== Tasks to complete ==
(1) Repeat word for word the part of the passage on Eric Wesley's art that opens with the words containing "Such encoding is" and closes with "mascot elliptically stands.".
(2) Answer these questions from the passage on Eric Wesley's art:
(a) In Wesley's words, his practice acts as a vehicle for what?
(b) The logo of which bank does Remix (Stagecoach) depict?
(c) The gold jewelry in Frit Display takes the form of which foods?
(3) Resume the passage on Eric Wesley's art, starting right after its last sentence.

---------- Extract provided ----------

Nowhere has this claim been so dramatized—and ironized—as in the work of Eric Wesley, for whom it is imagined as a drive towards rogue expertise in a range of disciplines. Pursuing the activities of the set designer, manager, manufacturer, entrepreneur, social worker and professor, his productions are often the artifacts of an autodidactic and hard-won acquisition of skill. This practice presents, in his words, “a social encoding … which remains an encoding,” even as it acts as “a vehicle for the real.”
Such encoding is particularly absurdly over-determined in the world of commodity exchange. Wesley uses a version of sculpture, through the irreverent lens of Pop, to work over both the signs and objects of this world. Take, for example, his Remix (Stagecoach) (2008), a bronze sculpture, in the style of Frederick Remington, of the famous logo of Wells Fargo Bank. A prescient riff on capitalism’s fatal attraction with destabilization and liquidity, as well as the stagecoach’s role in conquering the American West, the work presents its coach upended, apocalyptically disordered—a negation of the values for which the mascot elliptically stands.
Frit Display (2007), is both a prank—gold jewelery in the form of French fries and onion rings, cheap food elevated to symbols of status—and a meditation on the primitive basis of exchange value: a sort of binary code of deep-fried ones and zeros. Proceeds for the fried jewelery go to ending slave labour in Africa—a way of both mapping out and commenting on what Wesley calls the “haphazard symbiotic relationship” between the production of reified objects for consumption and display, and real-world causes and struggles.

---------- Dataset extract ----------

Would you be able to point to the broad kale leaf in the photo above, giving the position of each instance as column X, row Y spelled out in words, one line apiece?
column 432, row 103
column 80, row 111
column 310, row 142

----------

== Results of the exercise ==
(1)
Such encoding is particularly absurdly over-determined in the world of commodity exchange. Wesley uses a version of sculpture, through the irreverent lens of Pop, to work over both the signs and objects of this world. Take, for example, his Remix (Stagecoach) (2008), a bronze sculpture, in the style of Frederick Remington, of the famous logo of Wells Fargo Bank. A prescient riff on capitalism’s fatal attraction with destabilization and liquidity, as well as the stagecoach’s role in conquering the American West, the work presents its coach upended, apocalyptically disordered—a negation of the values for which the mascot elliptically stands.

(2)
(a) The real.
(b) Wells Fargo Bank.
(c) French fries and onion rings.

(3)
Real space is second line of attack, and guerrilla architecture another position that Wesley inhabits. Producing or befouling built spaces with a negative verve, he makes visible the way in which architectural form structures social relationships. For one untitled project, made in 1994, he built, transformed and destroyed a crude six-foot cinderblock cube on the campus of the University of California, Los Angeles, where he was a student. The structure was connected formally to the dumpsters, sheds and power generators that subsist beneath the ideal order of the campus landscape. In contrast to the edifying public nature of the university, it was an outpost of privacy and muddy dis-enlightenment: an industrial-primitive edifice where the artist could learn physics on his own terms.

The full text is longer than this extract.